## START

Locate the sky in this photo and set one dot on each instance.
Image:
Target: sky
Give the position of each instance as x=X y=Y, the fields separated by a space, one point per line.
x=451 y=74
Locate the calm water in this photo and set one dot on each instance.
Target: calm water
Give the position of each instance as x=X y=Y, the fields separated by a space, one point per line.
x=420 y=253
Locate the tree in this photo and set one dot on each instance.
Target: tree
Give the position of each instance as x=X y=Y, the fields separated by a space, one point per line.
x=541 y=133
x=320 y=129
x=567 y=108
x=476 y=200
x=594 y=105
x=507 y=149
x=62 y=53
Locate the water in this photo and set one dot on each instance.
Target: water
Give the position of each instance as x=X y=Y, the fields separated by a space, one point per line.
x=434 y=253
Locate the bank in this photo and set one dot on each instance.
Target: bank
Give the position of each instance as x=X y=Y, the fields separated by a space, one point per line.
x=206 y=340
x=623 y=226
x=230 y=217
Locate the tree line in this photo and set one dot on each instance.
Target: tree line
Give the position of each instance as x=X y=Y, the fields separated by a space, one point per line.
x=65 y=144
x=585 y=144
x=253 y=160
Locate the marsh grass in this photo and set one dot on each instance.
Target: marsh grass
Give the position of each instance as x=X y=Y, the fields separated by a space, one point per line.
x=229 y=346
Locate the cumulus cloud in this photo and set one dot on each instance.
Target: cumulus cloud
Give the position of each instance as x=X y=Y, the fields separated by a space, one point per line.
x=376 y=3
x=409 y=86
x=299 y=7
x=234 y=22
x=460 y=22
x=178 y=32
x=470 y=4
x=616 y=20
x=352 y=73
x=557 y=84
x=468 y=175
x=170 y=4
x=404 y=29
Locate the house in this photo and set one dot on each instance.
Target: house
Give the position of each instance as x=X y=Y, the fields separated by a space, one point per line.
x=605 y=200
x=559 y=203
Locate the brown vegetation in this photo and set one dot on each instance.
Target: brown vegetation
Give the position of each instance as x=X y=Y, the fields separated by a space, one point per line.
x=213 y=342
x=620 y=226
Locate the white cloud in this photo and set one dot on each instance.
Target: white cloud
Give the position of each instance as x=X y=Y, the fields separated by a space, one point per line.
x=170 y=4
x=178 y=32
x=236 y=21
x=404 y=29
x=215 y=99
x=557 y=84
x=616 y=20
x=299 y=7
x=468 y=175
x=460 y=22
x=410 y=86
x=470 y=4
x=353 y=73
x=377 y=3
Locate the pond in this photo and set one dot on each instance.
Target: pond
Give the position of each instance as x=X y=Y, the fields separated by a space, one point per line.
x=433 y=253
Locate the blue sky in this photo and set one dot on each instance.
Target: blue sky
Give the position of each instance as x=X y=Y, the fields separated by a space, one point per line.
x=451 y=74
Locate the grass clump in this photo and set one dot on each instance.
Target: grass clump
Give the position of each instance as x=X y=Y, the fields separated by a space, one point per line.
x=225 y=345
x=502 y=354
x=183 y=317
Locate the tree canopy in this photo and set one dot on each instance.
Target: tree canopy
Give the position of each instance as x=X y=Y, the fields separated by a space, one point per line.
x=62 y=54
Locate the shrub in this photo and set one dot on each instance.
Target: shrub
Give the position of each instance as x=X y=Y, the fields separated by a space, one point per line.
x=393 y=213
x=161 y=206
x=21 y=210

## END

Output only the lines from the one with "Locate the tree line" to the one with "x=620 y=226", swapping each "set one dot" for "place a single dot" and leaving everything else unchanged.

▶ [WORKED SOLUTION]:
Locate the tree line in this photo and place a single dot on each instance.
Target: tree line
Give the position of each instance as x=X y=Y, the fields separated by a space, one point per line.
x=65 y=144
x=585 y=144
x=253 y=160
Locate the marsh grass in this photo and place a single dot on each instance.
Target: marsh grass
Give the position of each instance as x=X y=Y, the fields separated by a space, one point per line.
x=229 y=346
Locate the cumulus cloud in this photo and place a single dot on each instance.
Target: cumulus cloud
Give the position of each instance as x=X y=Y, the fields separated by a space, one point per line.
x=376 y=3
x=409 y=86
x=299 y=7
x=234 y=22
x=460 y=22
x=178 y=32
x=470 y=4
x=616 y=20
x=352 y=73
x=557 y=84
x=468 y=175
x=170 y=4
x=404 y=29
Locate the house in this photo and place a single dot on each instance.
Target: house
Give the position of each instance as x=X y=Y, the fields separated by a space, one point per line.
x=605 y=200
x=559 y=203
Locate the brown vegetation in this photo and place a single dot on each instance.
Target: brown vegetation
Give the position of each instance as x=X y=Y, the fields separated by a space, one point per line.
x=213 y=342
x=620 y=226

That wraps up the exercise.